Yargıtay tarafından benimsenen ve sözleşmeye bağlılık ilkesinin istinasını oluşturan, uyarlama davası 6098 Sayılı TBK.nın yasalaştırılması sırasında da benimsenerek, 6098 Sayılı Yasanın 138. maddesinde “Aşırı İfa Güçlüğü” madde başlığı altında düzenlemiş, “ Sözleşmenin yapıldığı sırada taraflarca öngörülmeyen ve öngörülmesi de beklenmeyen olağanüstü bir durum, borçludan kaynaklanmayan bir sebeple ortaya çıkar ve sözleşmenin yapıldığı sırada mevcut olguları, kendisinden ifanın istenmesini dürüstlük kurallarına aykırı düşecek derecede borçlu aleyhine değiştirir ve borçlu da borcunu henüz ifa etmemiş veya ifanın aşırı ölçüde güçleşmesinden doğan haklarını saklı tutarak ifa etmiş olursa borçlu, hâkimden sözleşmenin yeni koşullara uyarlanmasını isteme, bu mümkün olmadığı takdirde sözleşmeden dönme hakkına sahiptir. Sürekli edimli sözleşmelerde borçlu, kural olarak dönme hakkının yerine fesih hakkını kullanır. Bu madde hükmü yabancı para borçlarında da uygulanır.” hükmüne yer verilmiştir. İlgi maddenin gerekçesinde de “Bu yeni düzenleme, öğreti ve uygulamada sözleşmeye bağlılık (ahde vefa) ilkesinin istisnalarından biri olarak kabul edilen, “işlem temelinin çökmesi”ne ilişkindir. İmkânsızlık kavramından farklı olan aşırı ifa güçlüğüne dayanan uyarlama isteminin temeli, Türk Medenî Kanununun 2 nci maddesinde öngörülen dürüstlük kurallarıdır. Ancak, sözleşmenin değişen koşullara uyarlanması ya da dönme hakkının kullanılması, şu dört koşulun birlikte gerçekleşmesine bağlıdır.

• Verilen Görev A
Yukarıdaki aşırı ifa güçlüğü metnine göre şunları yanıtla:
(i) Aşırı ifa güçlüğü, 6098 sayılı yasanın kaçıncı maddesinde düzenlenmiştir?
(ii) Sürekli edimli sözleşmelerde borçlu, kural olarak dönme hakkı yerine hangi hakkı kullanır?
(iii) Gerekçeye göre aşırı ifa güçlüğüne dayanan uyarlama isteminin temeli nedir?
• Verilen Görev B
Aşırı ifa güçlüğünü anlatan metni, son cümleden sonra kaldığı yerden sürdür.

• Veri Bloğu
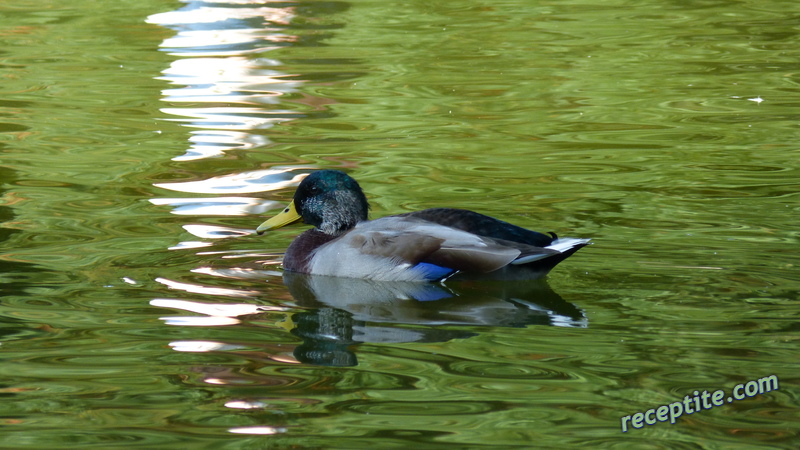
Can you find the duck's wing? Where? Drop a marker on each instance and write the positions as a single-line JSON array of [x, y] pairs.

• Nihai Sonuç A
(i) 138. maddesinde.
(ii) Fesih hakkını.
(iii) Türk Medenî Kanununun 2 nci maddesinde öngörülen dürüstlük kuralları.

• Nihai Sonuç B
1.Sözleşmenin yapıldığı sırada, taraflarca öngörülmeyen ve öngörülmesi de beklenmeyen olağanüstü bir durum ortaya çıkmış olmalıdır.
2.Bu durum borçludan kaynaklanmamış olmalıdır.
3.Bu durum, sözleşmenin yapıldığı sırada mevcut olguları, kendisinden ifanın istenmesini dürüstlük kurallarına aykırı düşecek derecede borçlu aleyhine değiştirmiş olmalıdır.
4.Borçlu, borcunu henüz ifa etmemiş veya ifanın aşırı ölçüde güçleşmesinden doğan haklarını saklı tutarak ifa etmiş olmalıdır.
Maddeye göre, uyarlamanın bütün koşulları gerçekleşmişse borçlu, hâkimden sözleşmenin yeni koşullara uyarlanmasını isteyebilir. Bunun mümkün olmaması hâlinde
borçlu, sözleşmeden dönebilir; sürekli edimli sözleşmelerde ise kural olarak, fesih hakkını kullanır.” denilerek uygulama da kabul edilen uyarlama davasının yasa maddesi haline getirildiği belirtilmiştir.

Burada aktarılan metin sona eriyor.